BEGIN

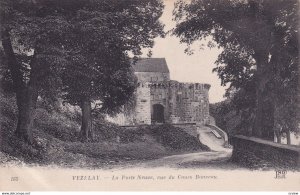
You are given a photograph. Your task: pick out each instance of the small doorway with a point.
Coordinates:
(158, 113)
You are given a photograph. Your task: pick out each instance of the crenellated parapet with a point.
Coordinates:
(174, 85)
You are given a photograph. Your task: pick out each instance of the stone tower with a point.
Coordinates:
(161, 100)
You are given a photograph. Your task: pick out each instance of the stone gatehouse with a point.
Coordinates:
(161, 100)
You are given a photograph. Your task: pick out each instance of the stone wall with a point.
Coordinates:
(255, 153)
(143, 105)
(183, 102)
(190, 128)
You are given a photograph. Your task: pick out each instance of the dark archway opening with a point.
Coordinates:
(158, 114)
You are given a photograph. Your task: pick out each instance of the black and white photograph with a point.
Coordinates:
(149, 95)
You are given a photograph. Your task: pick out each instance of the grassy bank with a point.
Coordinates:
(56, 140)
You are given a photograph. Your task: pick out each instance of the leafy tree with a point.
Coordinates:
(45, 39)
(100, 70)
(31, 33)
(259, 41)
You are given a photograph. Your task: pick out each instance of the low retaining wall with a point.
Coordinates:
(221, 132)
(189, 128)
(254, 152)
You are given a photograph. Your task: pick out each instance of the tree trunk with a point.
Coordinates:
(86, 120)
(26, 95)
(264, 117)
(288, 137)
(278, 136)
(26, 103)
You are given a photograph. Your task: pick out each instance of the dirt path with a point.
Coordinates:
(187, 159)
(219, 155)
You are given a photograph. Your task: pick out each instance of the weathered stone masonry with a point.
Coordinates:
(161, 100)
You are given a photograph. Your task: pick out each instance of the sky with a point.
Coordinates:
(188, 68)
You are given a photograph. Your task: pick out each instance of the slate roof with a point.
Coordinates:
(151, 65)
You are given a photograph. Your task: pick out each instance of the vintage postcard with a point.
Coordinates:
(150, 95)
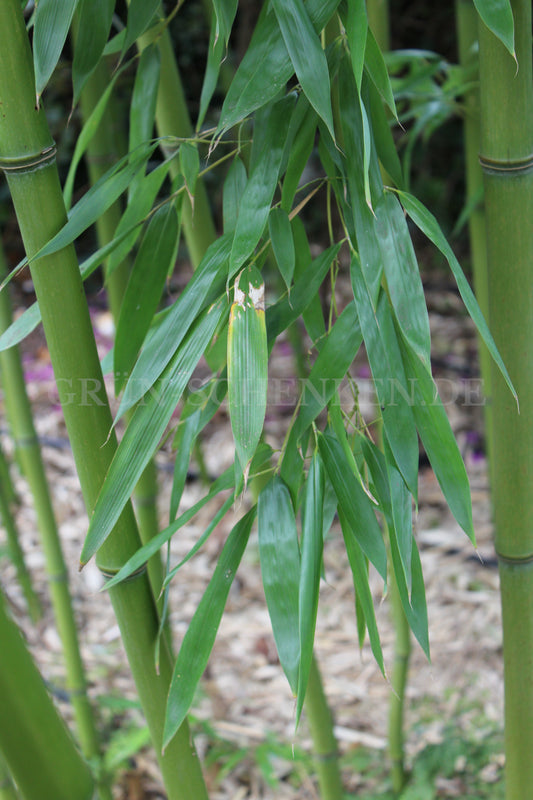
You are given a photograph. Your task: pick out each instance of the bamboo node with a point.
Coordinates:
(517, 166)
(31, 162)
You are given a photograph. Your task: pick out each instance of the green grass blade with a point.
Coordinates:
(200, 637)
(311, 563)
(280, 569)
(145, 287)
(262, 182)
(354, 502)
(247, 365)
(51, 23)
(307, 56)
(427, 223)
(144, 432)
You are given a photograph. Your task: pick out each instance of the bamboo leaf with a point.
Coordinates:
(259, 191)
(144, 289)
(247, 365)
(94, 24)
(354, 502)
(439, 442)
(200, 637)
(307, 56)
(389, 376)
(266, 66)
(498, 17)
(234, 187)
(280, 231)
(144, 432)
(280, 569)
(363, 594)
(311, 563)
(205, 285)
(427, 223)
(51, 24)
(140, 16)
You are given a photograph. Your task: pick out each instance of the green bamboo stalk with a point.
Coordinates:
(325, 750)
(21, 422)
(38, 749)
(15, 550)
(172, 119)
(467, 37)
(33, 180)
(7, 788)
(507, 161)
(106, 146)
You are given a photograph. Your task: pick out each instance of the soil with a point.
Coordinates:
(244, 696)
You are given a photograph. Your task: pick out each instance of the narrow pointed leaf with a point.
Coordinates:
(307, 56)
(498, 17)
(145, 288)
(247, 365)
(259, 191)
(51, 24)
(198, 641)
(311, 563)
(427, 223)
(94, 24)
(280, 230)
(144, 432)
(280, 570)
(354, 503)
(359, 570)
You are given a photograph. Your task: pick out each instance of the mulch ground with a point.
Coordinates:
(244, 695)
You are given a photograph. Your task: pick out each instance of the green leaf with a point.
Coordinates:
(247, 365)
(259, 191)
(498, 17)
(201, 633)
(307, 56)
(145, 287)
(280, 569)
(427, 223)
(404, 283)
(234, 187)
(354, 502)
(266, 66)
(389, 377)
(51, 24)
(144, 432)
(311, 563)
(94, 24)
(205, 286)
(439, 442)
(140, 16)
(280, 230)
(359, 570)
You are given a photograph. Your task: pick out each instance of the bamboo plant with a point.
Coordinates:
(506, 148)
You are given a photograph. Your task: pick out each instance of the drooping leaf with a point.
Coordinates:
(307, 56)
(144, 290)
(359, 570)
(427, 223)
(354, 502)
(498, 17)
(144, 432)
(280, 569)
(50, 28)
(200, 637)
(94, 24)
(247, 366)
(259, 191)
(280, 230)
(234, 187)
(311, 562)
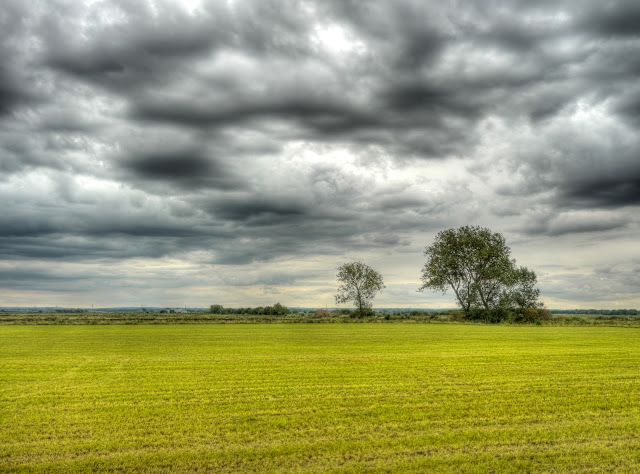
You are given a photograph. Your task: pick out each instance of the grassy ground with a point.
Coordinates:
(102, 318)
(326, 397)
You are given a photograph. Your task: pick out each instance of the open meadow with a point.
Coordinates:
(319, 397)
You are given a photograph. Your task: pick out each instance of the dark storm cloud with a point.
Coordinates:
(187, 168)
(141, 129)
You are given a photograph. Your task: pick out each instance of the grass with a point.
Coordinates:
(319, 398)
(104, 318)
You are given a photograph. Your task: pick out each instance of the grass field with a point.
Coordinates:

END

■ Aim of the task
Output the full material exactly as given, without its pictures.

■ The completed task
You are given a photograph. Your task: pick out each instance of the small doorway with a point.
Coordinates:
(158, 113)
You are given a photograph. Your task: pick out each instance of the crenellated parapet with a point.
Coordinates:
(174, 85)
You are given a photograph. Your task: pick out each instance of the stone tower with a point.
Coordinates:
(161, 100)
You are given a photograph. Your task: pick out each instance of the stone gatehouse with a point.
Coordinates:
(161, 100)
You are given a photograph. Your task: pick out each instance of the stone wall with a point.
Coordinates:
(255, 153)
(143, 105)
(183, 102)
(190, 128)
You are given a photograph. Your task: pick out each instance of the dark archway opening with a point.
Coordinates:
(158, 114)
You are given a photograph. Your task: pick out each instance of the black and white photograph with a point.
Coordinates:
(149, 95)
You are given a photograph. Your task: pick out each instance of the grassy bank with a point.
Coordinates:
(56, 140)
You are given a photograph. Your task: pick out each instance of the leafy tree with a point.
Coordinates:
(45, 39)
(100, 70)
(31, 33)
(259, 41)
You are given a photograph. Your task: pick out each instance of the low retaining wall with a point.
Coordinates:
(221, 132)
(189, 128)
(254, 152)
You are given a photograph. Your task: pick out each instance of the tree trunk with a point.
Coordinates:
(86, 120)
(26, 95)
(264, 117)
(288, 137)
(278, 136)
(26, 103)
You are given a photograph. Your task: pick out each instance of the dirt path with a point.
Coordinates:
(187, 159)
(219, 155)
You are given a photograph. Your task: pick out each instance of the weathered stone masonry with a point.
Coordinates:
(161, 100)
You are given a photograph. Your task: pick out each instance of the sky with a point.
Coordinates:
(188, 68)
You are given a photograph. Your task: pick out each instance of the slate roof with a point.
Coordinates:
(151, 65)
You are given a photograph. Your task: pick out each instance of the vintage postcard with a point.
Coordinates:
(150, 95)
You are given a photograph. Your task: pick out each instance of the bamboo node with a point.
Coordinates:
(517, 166)
(31, 162)
You are given a photograph. Your task: pick out each instance of the green grass blade with a point.
Coordinates:
(200, 637)
(311, 563)
(280, 569)
(145, 287)
(262, 182)
(354, 502)
(247, 365)
(51, 23)
(307, 56)
(427, 223)
(144, 432)
You are given a photograph. Your task: pick out each instance of the bamboo leaf with a point.
Coordinates:
(259, 191)
(144, 289)
(247, 365)
(94, 24)
(354, 502)
(439, 442)
(200, 637)
(307, 56)
(389, 376)
(266, 66)
(498, 17)
(234, 187)
(280, 231)
(144, 432)
(280, 569)
(363, 594)
(311, 563)
(205, 285)
(427, 223)
(51, 24)
(140, 16)
You are given a photograph. Your task: pick out each instance of the green bamboo stalk with a point.
Coordinates:
(325, 750)
(21, 422)
(38, 749)
(15, 550)
(172, 119)
(467, 37)
(33, 180)
(7, 788)
(507, 161)
(106, 146)
You are given a photograph. Your task: pick out each instance of the soil with a point.
Coordinates:
(244, 696)
You are given a photograph. Your task: pick out each instance of the narrow pointed leaf with a point.
Coordinates:
(307, 56)
(498, 17)
(145, 288)
(247, 365)
(259, 191)
(51, 24)
(198, 641)
(311, 563)
(427, 223)
(94, 24)
(280, 230)
(144, 432)
(280, 570)
(354, 503)
(359, 570)
You are given a photograph. Your task: pick out each instance of the mulch ground with a point.
Coordinates:
(244, 695)
You are given a photograph. Your task: pick out each instance of the green leaf with a point.
Coordinates:
(247, 365)
(259, 191)
(498, 17)
(201, 633)
(307, 56)
(145, 287)
(280, 569)
(427, 223)
(404, 283)
(234, 187)
(354, 502)
(266, 66)
(389, 377)
(51, 24)
(144, 432)
(311, 563)
(94, 24)
(205, 286)
(439, 442)
(140, 16)
(280, 230)
(359, 570)
You are given a photograph. Your task: pick out each instance of the bamboo plant with a point.
Coordinates:
(506, 148)
You are given a photograph. Your task: pick out each instance of the drooping leaf with a point.
Coordinates:
(307, 56)
(144, 290)
(359, 570)
(427, 223)
(354, 502)
(498, 17)
(144, 432)
(280, 569)
(50, 28)
(200, 637)
(94, 24)
(247, 366)
(259, 191)
(280, 230)
(234, 187)
(311, 562)
You are given a photograph. Your task: pick out each instance of the grassy ground with a point.
Coordinates:
(102, 318)
(326, 397)
You are given a photograph. Your task: pick out each instance of the open meadow with a point.
Coordinates:
(319, 397)
You are given a photograph. Your task: pick out each instance of the dark storm cloud with a point.
Coordinates:
(187, 168)
(141, 129)
You are given a photograph. Your task: pick out each instance of the grass with a point.
Coordinates:
(319, 398)
(104, 318)
You are given a photograph. Your task: pick out each instance of the grass field with a point.
Coordinates:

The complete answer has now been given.